What you need to do:
Retype the material that follows, keeping every word as it is.

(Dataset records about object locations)

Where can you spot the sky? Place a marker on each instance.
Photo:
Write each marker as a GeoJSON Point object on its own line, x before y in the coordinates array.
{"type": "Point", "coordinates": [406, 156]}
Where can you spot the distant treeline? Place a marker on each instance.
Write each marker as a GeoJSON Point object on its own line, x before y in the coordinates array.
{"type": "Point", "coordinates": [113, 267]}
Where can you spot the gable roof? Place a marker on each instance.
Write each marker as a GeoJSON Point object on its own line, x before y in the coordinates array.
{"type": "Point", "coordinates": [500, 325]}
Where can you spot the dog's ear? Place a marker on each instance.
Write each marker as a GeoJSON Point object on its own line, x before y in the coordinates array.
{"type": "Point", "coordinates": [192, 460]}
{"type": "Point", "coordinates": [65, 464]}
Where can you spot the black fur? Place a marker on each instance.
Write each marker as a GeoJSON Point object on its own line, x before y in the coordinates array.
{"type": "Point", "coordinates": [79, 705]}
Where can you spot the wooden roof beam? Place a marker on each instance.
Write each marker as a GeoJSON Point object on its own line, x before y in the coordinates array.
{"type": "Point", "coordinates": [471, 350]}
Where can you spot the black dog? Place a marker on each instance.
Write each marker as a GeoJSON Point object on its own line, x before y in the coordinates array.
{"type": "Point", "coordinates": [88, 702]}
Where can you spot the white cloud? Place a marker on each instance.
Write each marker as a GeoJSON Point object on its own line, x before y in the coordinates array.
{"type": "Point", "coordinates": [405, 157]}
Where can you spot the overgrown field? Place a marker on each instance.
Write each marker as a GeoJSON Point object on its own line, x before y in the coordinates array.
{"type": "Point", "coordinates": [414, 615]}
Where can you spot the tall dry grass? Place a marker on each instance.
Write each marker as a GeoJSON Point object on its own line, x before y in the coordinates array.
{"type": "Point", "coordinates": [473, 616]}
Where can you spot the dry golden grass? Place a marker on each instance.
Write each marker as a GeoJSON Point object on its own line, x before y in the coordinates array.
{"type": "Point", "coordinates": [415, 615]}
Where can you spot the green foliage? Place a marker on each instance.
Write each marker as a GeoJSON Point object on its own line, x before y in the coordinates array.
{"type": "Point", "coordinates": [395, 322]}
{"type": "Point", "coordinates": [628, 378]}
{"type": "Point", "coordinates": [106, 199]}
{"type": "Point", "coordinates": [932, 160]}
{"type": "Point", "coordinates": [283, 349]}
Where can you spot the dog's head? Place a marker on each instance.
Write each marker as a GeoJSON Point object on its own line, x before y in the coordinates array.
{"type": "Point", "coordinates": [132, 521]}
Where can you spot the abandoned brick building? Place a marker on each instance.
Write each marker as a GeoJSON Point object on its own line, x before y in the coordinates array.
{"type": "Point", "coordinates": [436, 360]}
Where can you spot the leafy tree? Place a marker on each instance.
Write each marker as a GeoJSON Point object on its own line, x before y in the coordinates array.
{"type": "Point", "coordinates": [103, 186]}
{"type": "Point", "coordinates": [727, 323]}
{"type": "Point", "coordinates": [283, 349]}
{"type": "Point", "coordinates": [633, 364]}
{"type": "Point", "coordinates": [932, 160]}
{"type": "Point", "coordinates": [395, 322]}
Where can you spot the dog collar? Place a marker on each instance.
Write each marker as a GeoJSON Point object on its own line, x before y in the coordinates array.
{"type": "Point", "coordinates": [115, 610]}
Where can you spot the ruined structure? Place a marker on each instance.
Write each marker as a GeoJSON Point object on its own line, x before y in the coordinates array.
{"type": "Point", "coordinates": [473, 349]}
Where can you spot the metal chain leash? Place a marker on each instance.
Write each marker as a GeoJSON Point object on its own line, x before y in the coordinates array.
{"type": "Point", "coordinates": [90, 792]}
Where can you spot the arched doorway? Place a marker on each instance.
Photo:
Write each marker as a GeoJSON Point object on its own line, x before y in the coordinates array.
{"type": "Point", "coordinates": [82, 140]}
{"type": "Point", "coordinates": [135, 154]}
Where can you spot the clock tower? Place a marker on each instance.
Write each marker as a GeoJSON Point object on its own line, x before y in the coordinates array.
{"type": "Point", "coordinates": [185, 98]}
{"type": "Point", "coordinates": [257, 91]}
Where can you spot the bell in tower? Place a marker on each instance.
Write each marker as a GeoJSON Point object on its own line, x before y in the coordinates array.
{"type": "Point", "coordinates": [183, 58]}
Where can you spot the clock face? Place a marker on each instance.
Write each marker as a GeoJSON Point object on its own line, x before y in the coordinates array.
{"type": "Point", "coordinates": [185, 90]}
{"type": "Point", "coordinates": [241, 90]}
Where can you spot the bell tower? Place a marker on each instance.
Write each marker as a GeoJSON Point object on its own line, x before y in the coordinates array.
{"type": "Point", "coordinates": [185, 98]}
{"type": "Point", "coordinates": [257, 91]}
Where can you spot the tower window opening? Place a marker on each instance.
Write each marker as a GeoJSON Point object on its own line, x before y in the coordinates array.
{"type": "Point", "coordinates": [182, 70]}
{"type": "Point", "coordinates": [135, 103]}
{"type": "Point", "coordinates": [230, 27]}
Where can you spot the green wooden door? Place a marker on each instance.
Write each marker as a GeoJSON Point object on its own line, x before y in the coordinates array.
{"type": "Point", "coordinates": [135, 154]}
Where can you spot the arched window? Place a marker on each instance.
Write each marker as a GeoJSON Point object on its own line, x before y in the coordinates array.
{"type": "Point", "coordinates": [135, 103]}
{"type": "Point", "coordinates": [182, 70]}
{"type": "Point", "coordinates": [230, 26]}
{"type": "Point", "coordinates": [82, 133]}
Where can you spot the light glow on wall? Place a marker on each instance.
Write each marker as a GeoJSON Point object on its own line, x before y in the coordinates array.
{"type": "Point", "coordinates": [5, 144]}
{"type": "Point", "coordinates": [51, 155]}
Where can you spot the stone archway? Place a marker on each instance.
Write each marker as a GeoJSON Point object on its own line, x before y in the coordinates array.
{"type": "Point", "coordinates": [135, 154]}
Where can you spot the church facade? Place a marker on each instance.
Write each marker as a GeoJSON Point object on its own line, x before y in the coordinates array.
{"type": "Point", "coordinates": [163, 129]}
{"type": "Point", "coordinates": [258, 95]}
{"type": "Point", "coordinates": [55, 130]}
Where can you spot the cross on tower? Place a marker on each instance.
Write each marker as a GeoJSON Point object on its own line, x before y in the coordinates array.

Result of the exercise:
Where can you spot the sky? Place a marker on each instance.
Photo:
Write each marker as a GeoJSON Point object on its own line, x before y in the coordinates array.
{"type": "Point", "coordinates": [406, 156]}
Where can you spot the distant treeline? Place a marker on each instance.
Write each marker as a GeoJSON Point object on its own line, x before y in the coordinates array.
{"type": "Point", "coordinates": [113, 267]}
Where can you spot the gable roof? Place a marker on each instance.
Write each marker as a GeoJSON Point object on its own line, x before y in the coordinates array.
{"type": "Point", "coordinates": [500, 325]}
Where can you spot the dog's ear? Place a marker on each instance.
Write each marker as a GeoJSON Point object on its own line, x before y in the coordinates array.
{"type": "Point", "coordinates": [192, 460]}
{"type": "Point", "coordinates": [65, 464]}
Where can you spot the black fur? Place a marker on each instance.
Write each marker as a GeoJSON Point object on its own line, x before y in the coordinates array.
{"type": "Point", "coordinates": [79, 705]}
Where can you spot the wooden roof beam? Place a marker on each instance.
Write each marker as a GeoJSON Point object on its own line, x before y in the coordinates array.
{"type": "Point", "coordinates": [471, 350]}
Where can you spot the black dog? Place a marker on each instance.
Write each marker as a GeoJSON Point object on its own line, x before y in the coordinates array.
{"type": "Point", "coordinates": [88, 702]}
Where can you spot the white cloud? Place a marker on each instance.
Write each marker as a GeoJSON Point object on its own line, x before y in the coordinates array.
{"type": "Point", "coordinates": [405, 157]}
Where can you spot the overgrown field? Place a marker on each instance.
Write each marker as a GeoJSON Point object on its own line, x before y in the coordinates array.
{"type": "Point", "coordinates": [414, 615]}
Where can you spot the tall dry grass? Place a marker on each instance.
Write each marker as a GeoJSON Point object on its own line, x before y in the coordinates array.
{"type": "Point", "coordinates": [473, 616]}
Where can you spot the dry golden grass? Place a marker on each instance.
Write each marker as a GeoJSON Point object on its own line, x before y in the coordinates array.
{"type": "Point", "coordinates": [415, 615]}
Where can you spot the green foliage? Place a marker on each instance.
Write each marker as a GeoJSON Point object on its own line, x before y in the coordinates array.
{"type": "Point", "coordinates": [395, 322]}
{"type": "Point", "coordinates": [628, 378]}
{"type": "Point", "coordinates": [106, 199]}
{"type": "Point", "coordinates": [932, 160]}
{"type": "Point", "coordinates": [283, 349]}
Where can you spot the dog's head? Place a marker on each instance.
Write each marker as a GeoJSON Point object on its own line, x before y in the coordinates array.
{"type": "Point", "coordinates": [132, 521]}
Where can you spot the abandoned brick building? Place a marker on each instance.
Write each marker as a GeoJSON Point object on its own line, x before y in the coordinates array.
{"type": "Point", "coordinates": [436, 360]}
Where can you spot the leafy tree? Place a marker on each instance.
Write each marker as a GeoJSON Point object on its own line, x before y in the coordinates array.
{"type": "Point", "coordinates": [103, 186]}
{"type": "Point", "coordinates": [727, 323]}
{"type": "Point", "coordinates": [283, 349]}
{"type": "Point", "coordinates": [633, 364]}
{"type": "Point", "coordinates": [932, 160]}
{"type": "Point", "coordinates": [395, 322]}
Where can you spot the dog collar? Place a marker on each instance.
Write each marker as a GeoJSON Point object on its own line, x before y in the coordinates array.
{"type": "Point", "coordinates": [115, 610]}
Where can you spot the ruined structure? Place a marker on each instance.
Write each marker as a GeoJSON Point object on its own line, x before y in the coordinates array.
{"type": "Point", "coordinates": [473, 349]}
Where can you spot the metal chain leash? Place a marker on each instance.
Write each marker as a GeoJSON Point object on its own line, x before y in the coordinates array.
{"type": "Point", "coordinates": [90, 792]}
Where can you spot the arched doorway? Place a marker on each instance.
Photo:
Write each marker as a GeoJSON Point object on its own line, x before y in the coordinates array.
{"type": "Point", "coordinates": [82, 140]}
{"type": "Point", "coordinates": [135, 154]}
Where can you spot the clock tower? Place a marker on each instance.
Write each marker as a GeoJSON Point object on its own line, x before y in the coordinates array.
{"type": "Point", "coordinates": [185, 98]}
{"type": "Point", "coordinates": [257, 91]}
Where can you spot the bell in tower? Place a marker on each instance.
Write each marker as a GeoJSON Point object on its own line, x before y in the coordinates array.
{"type": "Point", "coordinates": [183, 58]}
Where can you spot the clock face? Place a marker on each instance.
Write each marker as a GeoJSON Point object on its own line, x before y in the coordinates array.
{"type": "Point", "coordinates": [185, 90]}
{"type": "Point", "coordinates": [241, 90]}
Where can you spot the bell tower? Place a marker on each instance.
Write each marker as a GeoJSON Point object on its own line, x before y in the coordinates array.
{"type": "Point", "coordinates": [185, 98]}
{"type": "Point", "coordinates": [257, 91]}
Where can you spot the tower window opening? Place a marker on each instance.
Write each marker as a GeoJSON Point object on its own line, x before y in the coordinates array.
{"type": "Point", "coordinates": [182, 70]}
{"type": "Point", "coordinates": [135, 103]}
{"type": "Point", "coordinates": [230, 27]}
Where can you spot the green wooden door? Place a marker on each instance.
Write each marker as a GeoJSON Point object on its own line, x before y in the coordinates array.
{"type": "Point", "coordinates": [135, 154]}
Where can you spot the arched window? Place a marker on each instance.
Write each marker as a GeoJSON Point object on its own line, x before y in the coordinates array.
{"type": "Point", "coordinates": [135, 103]}
{"type": "Point", "coordinates": [182, 70]}
{"type": "Point", "coordinates": [230, 26]}
{"type": "Point", "coordinates": [82, 133]}
Where can you spot the light glow on wall? Place a marker on each instance.
Write each marker as a GeoJSON Point object on its own line, x before y in the coordinates array.
{"type": "Point", "coordinates": [5, 144]}
{"type": "Point", "coordinates": [51, 155]}
Where can you spot the stone archway? Place a marker on each instance.
Write each marker as a GeoJSON Point object on its own line, x before y in the coordinates array.
{"type": "Point", "coordinates": [135, 154]}
Where can you spot the church facade? Place a marker on each instance.
Write each marker as a GeoJSON Point object on its own line, x before y in the coordinates array.
{"type": "Point", "coordinates": [163, 129]}
{"type": "Point", "coordinates": [258, 95]}
{"type": "Point", "coordinates": [55, 130]}
Where can you spot the cross on tower? Place a marker on each instance.
Write each marker as a GeoJSON Point object on its own line, x before y in the coordinates array.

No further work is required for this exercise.